Anmol Kharb

Personal information
- Born: 20 January 2007 (age 19) Faridabad, Haryana, India
- Years active: 2023–present

Sport
- Country: India
- Sport: Badminton
- Handedness: Right
- Coached by: Parupalli Kashyap Gurusai Dutt

Women's singles
- Career record: 47 wins, 19 losses
- Highest ranking: 40 (28 October 2025)
- Current ranking: 48 (25 August 2026)
- BWF profile

Medal record
Women's badminton
Representing India
Asian Team Championships
| Gold medal – first place | 2024 Selangor | Women's team |

= Anmol Kharb =

Indian badminton player (born 2007)

Anmol Kharb (born 20 January 2007) is an Indian badminton player. She won the gold at the Asia Team Championships.

== Early life ==
Kharb was born on 20 January 2007 in Faridabad, Haryana. She was inspired by her brother's passion for badminton. Despite her brother shifting focus away from the sport, Anmol continued pursued it with her family's support. She trained at Dayanand Public School in Faridabad and later joined Sunrise Shuttlers Academy in Noida under Coach Kusumm Singh.

==Career==
===Beginnings (2023–2024)===
In 2023, Kharb won the gold at the National Championships. Her first international title victory at the senior level came when she won Belgian International 2024. She followed it up with her victory at Polish International 2024 thus winning two back-to-back international titles in a month.

# Dataset excerpts

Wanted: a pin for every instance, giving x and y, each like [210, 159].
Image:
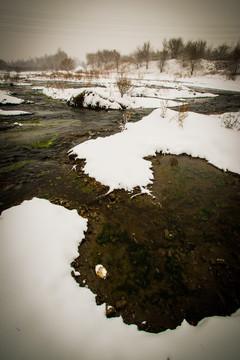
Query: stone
[110, 311]
[121, 304]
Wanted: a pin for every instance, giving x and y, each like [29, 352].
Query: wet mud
[170, 256]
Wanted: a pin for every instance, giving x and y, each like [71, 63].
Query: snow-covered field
[6, 99]
[44, 314]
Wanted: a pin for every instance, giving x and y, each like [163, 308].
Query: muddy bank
[168, 257]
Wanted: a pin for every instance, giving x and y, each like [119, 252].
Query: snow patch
[46, 315]
[118, 161]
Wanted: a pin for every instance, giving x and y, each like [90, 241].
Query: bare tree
[67, 64]
[175, 47]
[234, 62]
[146, 52]
[194, 51]
[123, 83]
[163, 55]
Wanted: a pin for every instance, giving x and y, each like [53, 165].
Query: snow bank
[6, 99]
[13, 112]
[138, 97]
[118, 160]
[44, 314]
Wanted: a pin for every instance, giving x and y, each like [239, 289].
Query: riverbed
[170, 256]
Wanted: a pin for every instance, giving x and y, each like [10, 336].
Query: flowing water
[169, 257]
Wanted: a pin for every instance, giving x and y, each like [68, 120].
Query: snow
[6, 98]
[46, 315]
[13, 112]
[118, 160]
[109, 97]
[101, 271]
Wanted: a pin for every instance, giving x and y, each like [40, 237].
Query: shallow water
[168, 257]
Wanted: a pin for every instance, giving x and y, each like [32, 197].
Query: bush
[124, 84]
[230, 121]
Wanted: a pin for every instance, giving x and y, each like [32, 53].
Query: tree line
[189, 53]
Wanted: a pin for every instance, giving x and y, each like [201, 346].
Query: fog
[33, 28]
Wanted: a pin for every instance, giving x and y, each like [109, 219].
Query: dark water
[170, 257]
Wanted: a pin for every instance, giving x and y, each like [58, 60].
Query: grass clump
[14, 167]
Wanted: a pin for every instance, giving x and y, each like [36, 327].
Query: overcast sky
[30, 28]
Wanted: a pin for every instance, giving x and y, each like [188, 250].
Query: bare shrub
[126, 117]
[123, 83]
[182, 114]
[164, 105]
[230, 121]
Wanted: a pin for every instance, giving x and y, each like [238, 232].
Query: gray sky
[30, 28]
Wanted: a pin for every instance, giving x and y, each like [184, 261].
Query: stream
[170, 257]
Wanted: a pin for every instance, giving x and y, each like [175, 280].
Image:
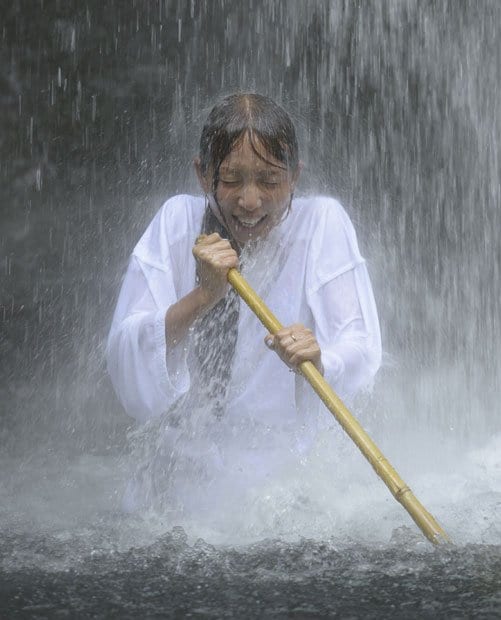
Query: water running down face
[253, 190]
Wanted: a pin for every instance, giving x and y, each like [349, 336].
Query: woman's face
[253, 191]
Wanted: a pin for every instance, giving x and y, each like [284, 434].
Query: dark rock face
[102, 103]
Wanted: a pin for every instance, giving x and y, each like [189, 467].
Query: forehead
[251, 155]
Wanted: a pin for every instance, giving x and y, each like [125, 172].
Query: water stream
[397, 108]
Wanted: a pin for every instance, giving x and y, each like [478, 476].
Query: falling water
[397, 107]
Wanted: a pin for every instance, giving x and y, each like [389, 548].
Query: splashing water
[396, 105]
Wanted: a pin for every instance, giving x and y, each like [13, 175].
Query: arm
[347, 329]
[214, 257]
[146, 350]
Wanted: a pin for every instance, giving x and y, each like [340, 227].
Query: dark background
[101, 104]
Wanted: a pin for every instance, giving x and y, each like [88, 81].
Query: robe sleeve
[340, 297]
[147, 377]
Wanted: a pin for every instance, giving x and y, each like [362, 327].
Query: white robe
[308, 270]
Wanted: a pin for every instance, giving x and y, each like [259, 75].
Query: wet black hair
[263, 121]
[260, 118]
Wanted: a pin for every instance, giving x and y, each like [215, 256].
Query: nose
[250, 199]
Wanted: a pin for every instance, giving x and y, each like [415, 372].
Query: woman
[184, 351]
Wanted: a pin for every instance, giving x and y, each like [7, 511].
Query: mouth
[249, 223]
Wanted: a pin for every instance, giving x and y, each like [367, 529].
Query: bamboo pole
[400, 491]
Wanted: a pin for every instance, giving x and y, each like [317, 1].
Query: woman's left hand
[294, 345]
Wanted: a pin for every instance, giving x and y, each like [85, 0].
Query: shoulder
[321, 213]
[177, 221]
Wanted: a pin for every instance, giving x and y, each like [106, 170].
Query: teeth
[249, 223]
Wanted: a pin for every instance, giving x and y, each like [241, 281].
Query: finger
[204, 239]
[269, 341]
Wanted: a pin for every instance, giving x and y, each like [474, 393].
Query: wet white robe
[308, 270]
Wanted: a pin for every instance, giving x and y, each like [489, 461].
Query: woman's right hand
[215, 257]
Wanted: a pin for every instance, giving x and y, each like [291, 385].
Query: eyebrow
[265, 172]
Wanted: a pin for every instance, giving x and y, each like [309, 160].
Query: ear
[202, 179]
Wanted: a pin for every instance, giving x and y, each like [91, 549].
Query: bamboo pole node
[398, 488]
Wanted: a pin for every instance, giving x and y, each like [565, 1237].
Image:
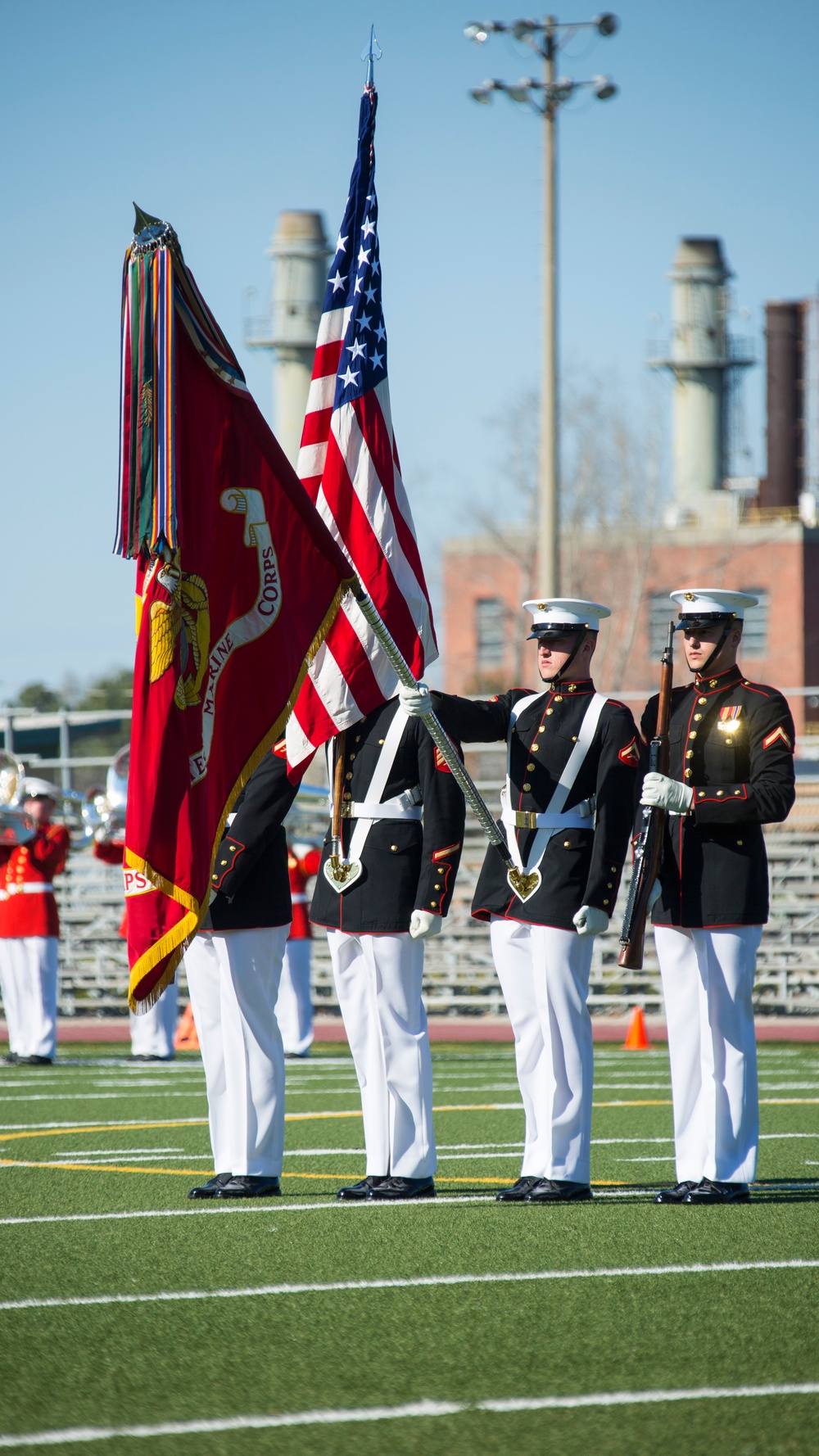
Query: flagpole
[436, 731]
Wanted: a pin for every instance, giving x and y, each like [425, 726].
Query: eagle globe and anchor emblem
[185, 619]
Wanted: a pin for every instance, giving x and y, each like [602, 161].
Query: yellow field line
[200, 1173]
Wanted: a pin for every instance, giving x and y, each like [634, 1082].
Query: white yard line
[417, 1282]
[416, 1409]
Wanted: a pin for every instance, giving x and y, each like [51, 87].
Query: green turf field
[301, 1325]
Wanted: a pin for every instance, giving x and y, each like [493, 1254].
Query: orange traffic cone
[636, 1037]
[185, 1038]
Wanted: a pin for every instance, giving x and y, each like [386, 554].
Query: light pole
[547, 97]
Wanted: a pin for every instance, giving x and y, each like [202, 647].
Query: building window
[755, 629]
[490, 613]
[753, 632]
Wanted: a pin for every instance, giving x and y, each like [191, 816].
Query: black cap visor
[701, 621]
[554, 629]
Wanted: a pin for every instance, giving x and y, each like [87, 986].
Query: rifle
[649, 849]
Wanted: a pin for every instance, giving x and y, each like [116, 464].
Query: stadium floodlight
[605, 88]
[480, 31]
[522, 29]
[547, 38]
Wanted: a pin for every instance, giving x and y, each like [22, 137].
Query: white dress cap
[699, 602]
[39, 789]
[553, 612]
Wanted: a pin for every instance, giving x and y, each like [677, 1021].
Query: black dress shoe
[678, 1193]
[247, 1186]
[211, 1187]
[555, 1190]
[355, 1193]
[394, 1188]
[518, 1191]
[710, 1191]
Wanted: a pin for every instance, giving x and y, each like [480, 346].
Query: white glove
[589, 920]
[667, 794]
[424, 924]
[416, 701]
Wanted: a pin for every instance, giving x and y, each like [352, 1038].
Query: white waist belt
[404, 806]
[34, 889]
[577, 817]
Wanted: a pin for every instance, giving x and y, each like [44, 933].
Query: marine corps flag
[238, 583]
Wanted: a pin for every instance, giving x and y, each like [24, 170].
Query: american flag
[349, 463]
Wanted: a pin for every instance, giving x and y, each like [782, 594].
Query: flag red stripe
[364, 548]
[317, 427]
[379, 443]
[327, 359]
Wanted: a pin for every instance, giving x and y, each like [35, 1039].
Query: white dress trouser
[233, 983]
[378, 980]
[295, 1005]
[544, 976]
[152, 1033]
[707, 984]
[28, 980]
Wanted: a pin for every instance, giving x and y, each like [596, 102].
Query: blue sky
[219, 115]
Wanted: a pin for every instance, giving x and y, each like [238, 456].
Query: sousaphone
[15, 826]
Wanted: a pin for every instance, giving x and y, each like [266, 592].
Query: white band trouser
[553, 820]
[378, 980]
[544, 976]
[233, 983]
[295, 1005]
[152, 1033]
[707, 986]
[28, 980]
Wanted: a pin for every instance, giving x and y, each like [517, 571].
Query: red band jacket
[732, 743]
[25, 906]
[301, 871]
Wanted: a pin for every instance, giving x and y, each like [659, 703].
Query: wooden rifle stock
[649, 849]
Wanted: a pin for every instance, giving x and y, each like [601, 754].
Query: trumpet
[15, 826]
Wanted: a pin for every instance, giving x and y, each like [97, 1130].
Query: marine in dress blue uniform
[402, 825]
[572, 767]
[731, 772]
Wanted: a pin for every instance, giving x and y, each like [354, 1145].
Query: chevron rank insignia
[630, 754]
[729, 718]
[777, 735]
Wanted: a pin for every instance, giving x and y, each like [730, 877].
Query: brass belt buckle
[523, 819]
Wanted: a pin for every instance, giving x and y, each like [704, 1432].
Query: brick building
[770, 554]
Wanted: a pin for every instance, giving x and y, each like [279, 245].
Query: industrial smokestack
[299, 254]
[785, 335]
[699, 355]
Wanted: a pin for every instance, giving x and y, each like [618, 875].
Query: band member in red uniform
[295, 1005]
[29, 929]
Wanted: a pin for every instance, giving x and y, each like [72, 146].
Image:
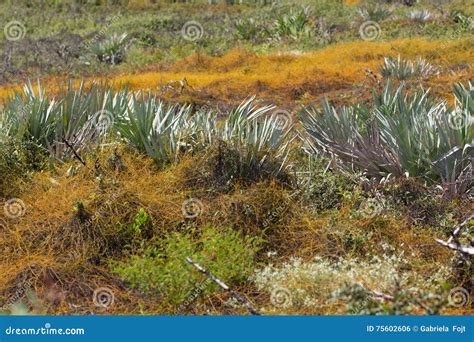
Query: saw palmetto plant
[400, 135]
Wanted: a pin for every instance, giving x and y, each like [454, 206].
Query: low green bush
[160, 268]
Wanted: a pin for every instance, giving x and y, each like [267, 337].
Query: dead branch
[219, 282]
[453, 241]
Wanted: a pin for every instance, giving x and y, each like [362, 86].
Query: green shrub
[326, 188]
[112, 50]
[295, 25]
[160, 268]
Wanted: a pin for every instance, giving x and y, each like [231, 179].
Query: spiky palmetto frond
[403, 135]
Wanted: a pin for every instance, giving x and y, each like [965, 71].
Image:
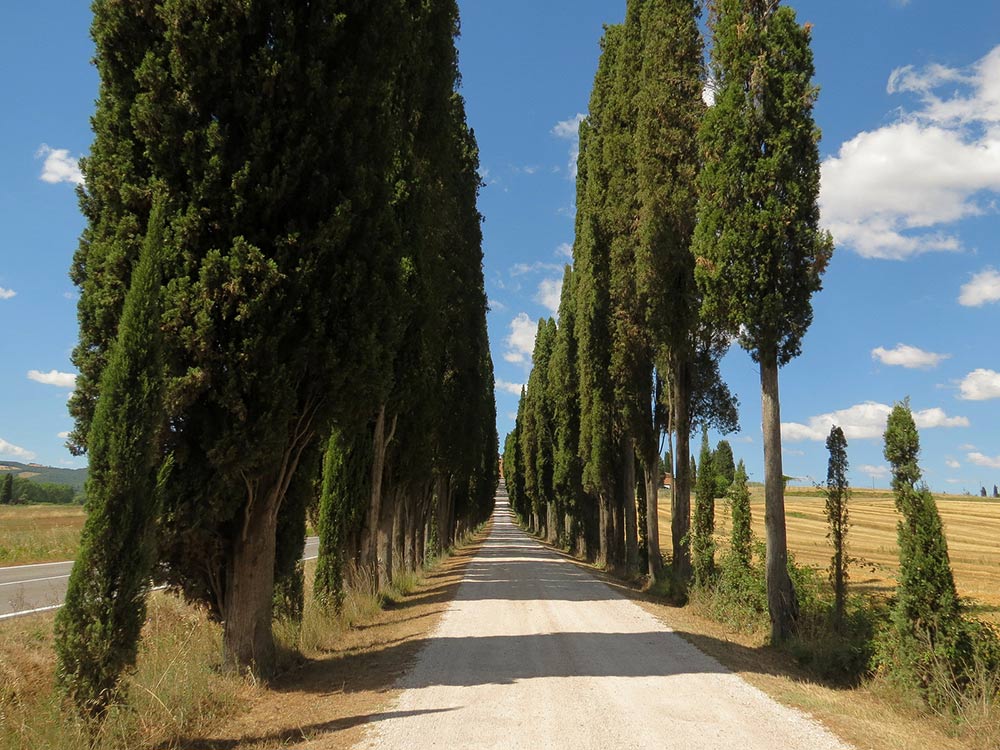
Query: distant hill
[35, 472]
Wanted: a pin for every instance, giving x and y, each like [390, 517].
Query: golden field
[39, 533]
[972, 526]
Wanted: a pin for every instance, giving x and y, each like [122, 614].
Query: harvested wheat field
[39, 533]
[972, 526]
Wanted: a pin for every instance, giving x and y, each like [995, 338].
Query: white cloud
[59, 166]
[980, 385]
[508, 387]
[864, 421]
[521, 340]
[908, 356]
[991, 462]
[548, 295]
[982, 288]
[892, 192]
[570, 130]
[14, 451]
[708, 92]
[519, 269]
[53, 377]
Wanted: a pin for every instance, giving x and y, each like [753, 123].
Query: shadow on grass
[292, 737]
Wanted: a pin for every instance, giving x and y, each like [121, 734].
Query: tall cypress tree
[592, 264]
[704, 517]
[669, 110]
[838, 494]
[926, 615]
[760, 251]
[97, 631]
[741, 536]
[565, 392]
[272, 128]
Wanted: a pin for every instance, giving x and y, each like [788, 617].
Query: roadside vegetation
[697, 226]
[178, 692]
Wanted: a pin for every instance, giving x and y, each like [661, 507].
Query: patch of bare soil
[326, 702]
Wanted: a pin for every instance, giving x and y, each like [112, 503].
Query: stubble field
[972, 526]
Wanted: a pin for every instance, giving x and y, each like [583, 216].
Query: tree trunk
[247, 641]
[606, 530]
[652, 475]
[680, 521]
[373, 517]
[628, 506]
[781, 601]
[384, 563]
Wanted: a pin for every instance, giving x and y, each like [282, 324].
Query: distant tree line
[282, 313]
[21, 491]
[696, 225]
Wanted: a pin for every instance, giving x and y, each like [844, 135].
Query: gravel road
[534, 652]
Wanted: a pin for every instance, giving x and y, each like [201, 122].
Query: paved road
[534, 652]
[25, 589]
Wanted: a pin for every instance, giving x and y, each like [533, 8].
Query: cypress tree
[97, 631]
[703, 547]
[592, 264]
[725, 466]
[838, 495]
[567, 475]
[346, 482]
[925, 616]
[760, 252]
[669, 110]
[741, 536]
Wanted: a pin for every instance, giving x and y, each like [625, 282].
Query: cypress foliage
[346, 483]
[760, 251]
[703, 547]
[669, 109]
[592, 264]
[567, 474]
[725, 467]
[838, 495]
[97, 631]
[741, 536]
[926, 617]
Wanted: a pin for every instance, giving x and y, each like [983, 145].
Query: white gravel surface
[534, 652]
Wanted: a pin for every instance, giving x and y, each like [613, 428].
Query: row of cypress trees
[696, 225]
[282, 307]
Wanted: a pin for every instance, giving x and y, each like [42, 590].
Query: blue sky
[910, 113]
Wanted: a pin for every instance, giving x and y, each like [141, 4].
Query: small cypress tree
[703, 547]
[346, 485]
[97, 631]
[926, 617]
[725, 467]
[741, 536]
[838, 493]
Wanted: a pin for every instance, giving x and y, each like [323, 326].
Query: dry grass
[972, 526]
[337, 673]
[175, 687]
[39, 533]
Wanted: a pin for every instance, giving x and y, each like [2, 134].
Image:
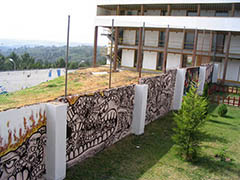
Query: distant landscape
[31, 55]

# Stated exercise A
Retype the Anmol Kharb article word for word, from top to bottom.
# Stated exercise B
Please show every line of the records that contains the string "black", matching case.

# Finished answer A
Anmol Kharb

Personal information
- Born: 20 January 2007 (age 19) Faridabad, Haryana, India
- Years active: 2023–present

Sport
- Country: India
- Sport: Badminton
- Handedness: Right
- Coached by: Parupalli Kashyap Gurusai Dutt

Women's singles
- Career record: 47 wins, 19 losses
- Highest ranking: 40 (28 October 2025)
- Current ranking: 48 (25 August 2026)
- BWF profile

Medal record
Women's badminton
Representing India
Asian Team Championships
| Gold medal – first place | 2024 Selangor | Women's team |

= Anmol Kharb =

Indian badminton player (born 2007)

Anmol Kharb (born 20 January 2007) is an Indian badminton player. She won the gold at the Asia Team Championships.

== Early life ==
Kharb was born on 20 January 2007 in Faridabad, Haryana. She was inspired by her brother's passion for badminton. Despite her brother shifting focus away from the sport, Anmol continued pursued it with her family's support. She trained at Dayanand Public School in Faridabad and later joined Sunrise Shuttlers Academy in Noida under Coach Kusumm Singh.

==Career==
===Beginnings (2023–2024)===
In 2023, Kharb won the gold at the National Championships. Her first international title victory at the senior level came when she won Belgian International 2024. She followed it up with her victory at Polish International 2024 thus winning two back-to-back international titles in a month.

# Finished answer B
Query: wet black hair
Query: black cap visor
Query: black dress shoe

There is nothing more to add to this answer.